[WHAT TO WORK ON] Write out exactly, please, the lines from the one containing "Identify each instance of the hairy" to the end of the material.

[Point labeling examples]
┏━━
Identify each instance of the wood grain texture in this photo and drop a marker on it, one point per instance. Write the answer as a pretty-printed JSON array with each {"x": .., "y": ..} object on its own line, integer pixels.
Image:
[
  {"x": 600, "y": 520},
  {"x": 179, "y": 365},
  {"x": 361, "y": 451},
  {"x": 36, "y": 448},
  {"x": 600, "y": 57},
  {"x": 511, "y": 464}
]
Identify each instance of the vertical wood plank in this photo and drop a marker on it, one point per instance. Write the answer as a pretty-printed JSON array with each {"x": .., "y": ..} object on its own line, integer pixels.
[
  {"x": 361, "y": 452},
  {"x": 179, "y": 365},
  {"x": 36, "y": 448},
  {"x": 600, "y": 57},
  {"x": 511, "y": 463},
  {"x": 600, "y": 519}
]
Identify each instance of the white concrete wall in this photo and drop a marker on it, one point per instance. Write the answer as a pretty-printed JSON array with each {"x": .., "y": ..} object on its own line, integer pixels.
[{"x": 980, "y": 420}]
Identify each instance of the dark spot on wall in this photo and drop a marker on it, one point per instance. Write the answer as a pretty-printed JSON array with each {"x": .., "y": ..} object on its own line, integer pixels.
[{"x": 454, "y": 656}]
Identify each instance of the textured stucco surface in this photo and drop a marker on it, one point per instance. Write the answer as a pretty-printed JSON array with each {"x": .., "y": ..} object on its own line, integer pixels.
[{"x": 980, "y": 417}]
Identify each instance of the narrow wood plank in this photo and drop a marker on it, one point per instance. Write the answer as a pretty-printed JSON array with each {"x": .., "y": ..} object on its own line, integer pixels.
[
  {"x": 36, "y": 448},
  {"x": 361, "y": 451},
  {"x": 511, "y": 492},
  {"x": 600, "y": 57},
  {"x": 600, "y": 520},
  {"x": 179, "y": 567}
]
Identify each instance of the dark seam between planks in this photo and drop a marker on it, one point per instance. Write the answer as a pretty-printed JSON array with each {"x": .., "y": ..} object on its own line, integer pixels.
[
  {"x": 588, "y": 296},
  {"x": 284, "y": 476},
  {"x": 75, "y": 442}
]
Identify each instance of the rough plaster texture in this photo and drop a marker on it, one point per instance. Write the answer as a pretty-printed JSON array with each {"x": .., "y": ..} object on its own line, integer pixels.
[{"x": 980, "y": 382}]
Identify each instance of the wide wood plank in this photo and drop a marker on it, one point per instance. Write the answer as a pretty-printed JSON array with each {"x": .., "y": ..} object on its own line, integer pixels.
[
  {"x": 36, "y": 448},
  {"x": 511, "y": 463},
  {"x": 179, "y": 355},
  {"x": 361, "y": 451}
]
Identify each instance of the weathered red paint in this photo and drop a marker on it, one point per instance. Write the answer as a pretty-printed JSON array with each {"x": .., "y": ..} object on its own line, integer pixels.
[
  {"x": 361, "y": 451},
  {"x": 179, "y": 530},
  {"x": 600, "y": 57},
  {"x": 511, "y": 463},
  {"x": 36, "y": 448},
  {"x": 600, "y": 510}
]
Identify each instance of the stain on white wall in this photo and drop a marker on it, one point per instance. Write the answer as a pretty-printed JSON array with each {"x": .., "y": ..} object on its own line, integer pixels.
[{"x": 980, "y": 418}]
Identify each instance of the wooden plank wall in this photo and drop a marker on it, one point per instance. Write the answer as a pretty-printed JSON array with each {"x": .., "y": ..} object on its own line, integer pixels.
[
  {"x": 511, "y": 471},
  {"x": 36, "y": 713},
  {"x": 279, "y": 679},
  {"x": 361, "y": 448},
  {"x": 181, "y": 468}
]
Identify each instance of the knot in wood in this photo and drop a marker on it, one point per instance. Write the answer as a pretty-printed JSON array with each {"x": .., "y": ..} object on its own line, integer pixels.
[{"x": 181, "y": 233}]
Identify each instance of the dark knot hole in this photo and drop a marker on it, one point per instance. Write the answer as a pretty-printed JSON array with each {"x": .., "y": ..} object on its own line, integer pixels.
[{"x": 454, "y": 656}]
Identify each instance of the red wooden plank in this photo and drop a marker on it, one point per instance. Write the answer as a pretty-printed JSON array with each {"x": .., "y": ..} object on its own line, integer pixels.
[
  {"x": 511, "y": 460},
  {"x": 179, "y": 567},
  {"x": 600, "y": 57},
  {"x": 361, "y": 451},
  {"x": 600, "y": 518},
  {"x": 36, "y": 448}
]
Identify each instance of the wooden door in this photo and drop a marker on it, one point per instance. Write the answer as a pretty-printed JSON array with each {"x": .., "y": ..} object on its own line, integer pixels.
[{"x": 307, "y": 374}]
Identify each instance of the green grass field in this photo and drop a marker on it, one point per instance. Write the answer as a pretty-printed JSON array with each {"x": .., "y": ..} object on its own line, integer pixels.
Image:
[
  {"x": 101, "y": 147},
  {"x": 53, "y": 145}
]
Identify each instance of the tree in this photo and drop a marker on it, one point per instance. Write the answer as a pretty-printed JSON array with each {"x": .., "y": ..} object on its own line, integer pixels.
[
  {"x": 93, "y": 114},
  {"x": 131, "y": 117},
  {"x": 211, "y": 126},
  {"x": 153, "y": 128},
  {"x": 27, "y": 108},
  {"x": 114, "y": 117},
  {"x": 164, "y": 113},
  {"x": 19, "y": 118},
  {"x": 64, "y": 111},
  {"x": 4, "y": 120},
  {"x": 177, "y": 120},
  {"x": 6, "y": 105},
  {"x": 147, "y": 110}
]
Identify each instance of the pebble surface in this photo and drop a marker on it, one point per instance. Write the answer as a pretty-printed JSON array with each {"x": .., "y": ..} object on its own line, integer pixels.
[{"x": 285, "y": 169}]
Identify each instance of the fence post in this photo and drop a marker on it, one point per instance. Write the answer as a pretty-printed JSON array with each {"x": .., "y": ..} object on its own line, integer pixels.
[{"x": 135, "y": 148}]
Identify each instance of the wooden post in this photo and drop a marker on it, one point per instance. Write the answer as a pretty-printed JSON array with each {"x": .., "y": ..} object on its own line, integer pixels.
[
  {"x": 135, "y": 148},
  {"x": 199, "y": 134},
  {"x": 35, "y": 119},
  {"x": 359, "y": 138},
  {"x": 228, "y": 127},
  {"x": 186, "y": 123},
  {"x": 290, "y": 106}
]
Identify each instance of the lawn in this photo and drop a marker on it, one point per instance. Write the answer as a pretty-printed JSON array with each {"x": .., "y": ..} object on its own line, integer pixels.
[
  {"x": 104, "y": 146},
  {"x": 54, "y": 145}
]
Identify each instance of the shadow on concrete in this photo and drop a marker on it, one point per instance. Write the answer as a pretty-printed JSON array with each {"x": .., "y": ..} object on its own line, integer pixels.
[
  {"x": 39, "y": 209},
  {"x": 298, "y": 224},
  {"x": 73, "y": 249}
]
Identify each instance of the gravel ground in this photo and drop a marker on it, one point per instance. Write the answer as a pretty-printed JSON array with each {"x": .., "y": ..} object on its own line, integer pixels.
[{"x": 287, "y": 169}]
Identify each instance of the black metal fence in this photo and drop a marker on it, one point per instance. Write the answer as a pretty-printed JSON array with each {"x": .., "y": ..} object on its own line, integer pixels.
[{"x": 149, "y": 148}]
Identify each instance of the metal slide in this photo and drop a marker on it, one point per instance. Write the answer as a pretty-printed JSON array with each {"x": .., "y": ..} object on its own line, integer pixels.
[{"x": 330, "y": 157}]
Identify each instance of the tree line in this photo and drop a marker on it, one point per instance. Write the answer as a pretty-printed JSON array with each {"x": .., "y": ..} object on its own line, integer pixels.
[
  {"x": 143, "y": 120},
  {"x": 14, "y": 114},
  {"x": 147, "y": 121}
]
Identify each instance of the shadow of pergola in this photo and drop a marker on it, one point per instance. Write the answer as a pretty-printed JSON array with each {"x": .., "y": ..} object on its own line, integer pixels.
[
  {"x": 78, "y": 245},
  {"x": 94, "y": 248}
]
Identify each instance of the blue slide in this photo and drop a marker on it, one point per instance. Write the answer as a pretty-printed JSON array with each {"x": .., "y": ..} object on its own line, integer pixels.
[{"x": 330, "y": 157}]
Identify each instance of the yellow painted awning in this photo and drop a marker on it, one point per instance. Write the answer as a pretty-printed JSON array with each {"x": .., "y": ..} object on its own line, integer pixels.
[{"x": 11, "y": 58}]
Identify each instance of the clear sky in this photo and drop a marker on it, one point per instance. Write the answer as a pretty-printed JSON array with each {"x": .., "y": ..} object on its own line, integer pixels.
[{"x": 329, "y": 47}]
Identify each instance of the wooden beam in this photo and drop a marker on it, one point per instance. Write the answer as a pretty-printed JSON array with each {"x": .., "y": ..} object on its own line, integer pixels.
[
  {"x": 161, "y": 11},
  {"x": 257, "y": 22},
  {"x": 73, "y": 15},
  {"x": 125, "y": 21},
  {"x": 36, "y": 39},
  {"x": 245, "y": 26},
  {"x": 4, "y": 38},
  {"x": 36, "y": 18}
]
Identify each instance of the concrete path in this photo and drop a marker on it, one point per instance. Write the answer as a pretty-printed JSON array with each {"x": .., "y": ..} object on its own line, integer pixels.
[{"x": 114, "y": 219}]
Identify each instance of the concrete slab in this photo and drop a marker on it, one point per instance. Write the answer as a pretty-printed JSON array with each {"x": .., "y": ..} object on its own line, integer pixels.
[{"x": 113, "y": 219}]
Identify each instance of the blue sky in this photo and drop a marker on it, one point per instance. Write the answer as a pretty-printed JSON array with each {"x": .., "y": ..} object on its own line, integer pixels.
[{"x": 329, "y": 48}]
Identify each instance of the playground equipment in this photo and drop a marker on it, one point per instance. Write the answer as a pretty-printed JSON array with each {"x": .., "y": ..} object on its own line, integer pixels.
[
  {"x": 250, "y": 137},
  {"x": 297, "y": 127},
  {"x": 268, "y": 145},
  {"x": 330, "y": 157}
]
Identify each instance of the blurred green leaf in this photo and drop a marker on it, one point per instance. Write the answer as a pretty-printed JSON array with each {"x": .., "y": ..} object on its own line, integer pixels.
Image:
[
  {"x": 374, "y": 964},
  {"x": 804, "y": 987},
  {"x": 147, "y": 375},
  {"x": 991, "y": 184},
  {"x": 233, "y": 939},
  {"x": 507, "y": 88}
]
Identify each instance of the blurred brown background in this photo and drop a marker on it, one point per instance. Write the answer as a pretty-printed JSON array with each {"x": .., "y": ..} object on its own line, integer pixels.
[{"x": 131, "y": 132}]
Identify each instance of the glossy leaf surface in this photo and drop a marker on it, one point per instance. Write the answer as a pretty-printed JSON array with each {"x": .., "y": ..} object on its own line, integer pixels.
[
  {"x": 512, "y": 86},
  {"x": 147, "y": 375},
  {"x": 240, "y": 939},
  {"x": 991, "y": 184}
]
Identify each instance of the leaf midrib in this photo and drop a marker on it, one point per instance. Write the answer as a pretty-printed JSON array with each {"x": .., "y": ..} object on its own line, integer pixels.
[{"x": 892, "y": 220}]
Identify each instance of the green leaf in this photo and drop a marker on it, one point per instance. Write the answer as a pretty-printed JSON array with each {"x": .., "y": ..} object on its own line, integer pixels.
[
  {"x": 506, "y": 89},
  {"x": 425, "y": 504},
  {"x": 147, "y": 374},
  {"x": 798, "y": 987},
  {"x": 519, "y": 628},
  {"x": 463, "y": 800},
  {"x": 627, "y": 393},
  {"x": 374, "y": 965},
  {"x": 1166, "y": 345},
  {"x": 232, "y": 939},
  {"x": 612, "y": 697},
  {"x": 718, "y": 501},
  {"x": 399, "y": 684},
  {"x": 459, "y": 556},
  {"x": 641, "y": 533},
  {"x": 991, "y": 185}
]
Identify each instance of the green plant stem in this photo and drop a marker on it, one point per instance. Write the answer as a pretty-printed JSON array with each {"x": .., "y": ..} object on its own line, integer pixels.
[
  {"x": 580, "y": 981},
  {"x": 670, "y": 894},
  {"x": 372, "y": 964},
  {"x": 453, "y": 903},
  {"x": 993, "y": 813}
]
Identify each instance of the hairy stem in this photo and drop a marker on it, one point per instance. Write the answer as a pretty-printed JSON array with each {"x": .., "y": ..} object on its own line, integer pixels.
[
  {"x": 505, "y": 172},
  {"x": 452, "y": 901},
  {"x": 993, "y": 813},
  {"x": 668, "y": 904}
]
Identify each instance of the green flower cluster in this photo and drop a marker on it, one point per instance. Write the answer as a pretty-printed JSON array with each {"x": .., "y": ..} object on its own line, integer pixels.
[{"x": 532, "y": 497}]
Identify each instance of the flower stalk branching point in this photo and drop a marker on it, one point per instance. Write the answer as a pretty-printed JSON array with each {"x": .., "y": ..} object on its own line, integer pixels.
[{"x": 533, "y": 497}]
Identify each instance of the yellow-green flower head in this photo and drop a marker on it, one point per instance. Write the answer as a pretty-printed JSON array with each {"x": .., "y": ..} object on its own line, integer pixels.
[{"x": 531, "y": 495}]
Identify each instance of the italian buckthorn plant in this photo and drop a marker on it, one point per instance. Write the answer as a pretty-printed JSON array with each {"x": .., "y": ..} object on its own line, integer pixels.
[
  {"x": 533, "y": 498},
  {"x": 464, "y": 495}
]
┗━━
[OUTPUT BELOW]
Identify each instance of the hairy stem in this photo and drop a marker on it, one point per instance. Write the answer as a pretty-printed JSON array with each {"x": .., "y": ..} object on its own line, integer pixels.
[
  {"x": 505, "y": 172},
  {"x": 452, "y": 901},
  {"x": 993, "y": 813},
  {"x": 668, "y": 904}
]
Identify each instance of the green flower cluster in this photo and drop a marker on it, one point per instance. Write the answer as a pretty-printed JSON array with each {"x": .., "y": ..} object on its own line, integer pixels.
[{"x": 532, "y": 497}]
Identify each instance of the flower stalk branching point in this photo and drop a marker on it, one point per instance. Write the answer as a pretty-printed JSON array with each {"x": .., "y": ..} object on its own line, integer pixels.
[{"x": 533, "y": 497}]
Identify each instance of the yellow-green flower head in this photo and drop a marker on it, one point per instance. Write the answer as a pretty-printed JSON array with each {"x": .., "y": ..} object on its own line, integer pixels.
[{"x": 531, "y": 495}]
Identify each instance of the italian buckthorn plant in this photo and drop a marker on it, one point per instance. Write the answer as a pretty-printed JSON array with each {"x": .., "y": ..} object on its own line, integer pixels.
[
  {"x": 533, "y": 498},
  {"x": 464, "y": 495}
]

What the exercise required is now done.